Records to process:
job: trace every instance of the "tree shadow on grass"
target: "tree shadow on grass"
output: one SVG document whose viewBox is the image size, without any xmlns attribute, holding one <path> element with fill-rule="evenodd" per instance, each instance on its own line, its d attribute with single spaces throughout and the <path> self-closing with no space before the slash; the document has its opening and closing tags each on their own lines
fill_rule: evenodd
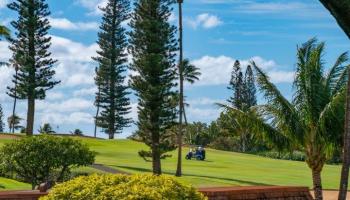
<svg viewBox="0 0 350 200">
<path fill-rule="evenodd" d="M 140 168 L 140 167 L 129 167 L 129 166 L 115 166 L 115 167 L 126 169 L 126 170 L 139 171 L 139 172 L 152 172 L 152 170 L 150 170 L 150 169 Z M 164 172 L 164 174 L 174 175 L 174 174 L 169 173 L 169 172 Z M 271 184 L 259 183 L 259 182 L 254 182 L 254 181 L 239 180 L 239 179 L 234 179 L 234 178 L 224 178 L 224 177 L 206 176 L 206 175 L 200 175 L 200 174 L 187 174 L 187 173 L 183 173 L 183 175 L 188 176 L 188 177 L 194 177 L 194 178 L 209 178 L 209 179 L 216 179 L 216 180 L 222 180 L 222 181 L 231 181 L 231 182 L 236 182 L 236 183 L 242 184 L 242 185 L 274 186 Z"/>
</svg>

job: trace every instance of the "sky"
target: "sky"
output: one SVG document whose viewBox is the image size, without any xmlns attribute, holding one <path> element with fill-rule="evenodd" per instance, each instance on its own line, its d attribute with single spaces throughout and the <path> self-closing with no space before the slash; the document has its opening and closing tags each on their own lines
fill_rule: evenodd
<svg viewBox="0 0 350 200">
<path fill-rule="evenodd" d="M 0 0 L 0 24 L 10 27 L 17 18 Z M 105 0 L 47 0 L 52 29 L 51 52 L 58 60 L 55 66 L 61 84 L 47 93 L 47 98 L 36 103 L 35 130 L 50 123 L 59 133 L 76 128 L 92 135 L 94 63 L 98 26 Z M 270 76 L 282 93 L 292 98 L 296 49 L 312 37 L 326 42 L 325 66 L 332 66 L 336 58 L 350 50 L 350 41 L 338 27 L 329 12 L 318 0 L 185 0 L 184 2 L 184 56 L 200 68 L 202 76 L 194 85 L 186 85 L 185 95 L 188 120 L 210 123 L 221 110 L 215 103 L 225 102 L 235 60 L 242 66 L 254 60 Z M 177 7 L 169 19 L 176 25 Z M 127 26 L 127 22 L 125 22 Z M 13 31 L 13 29 L 12 29 Z M 8 43 L 0 42 L 0 60 L 11 56 Z M 6 118 L 11 115 L 13 100 L 6 95 L 11 85 L 13 70 L 0 68 L 0 104 Z M 130 117 L 137 121 L 137 100 L 130 96 Z M 263 99 L 258 98 L 260 103 Z M 26 118 L 26 101 L 21 100 L 17 114 Z M 23 124 L 25 121 L 23 121 Z M 125 138 L 136 129 L 124 129 L 119 138 Z M 98 133 L 100 137 L 105 134 Z"/>
</svg>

Challenge:
Pick out every line of the records above that contains the string "target" and copy each one. Case counts.

Solution to this task:
target: "tree shadow on grass"
target: "sky"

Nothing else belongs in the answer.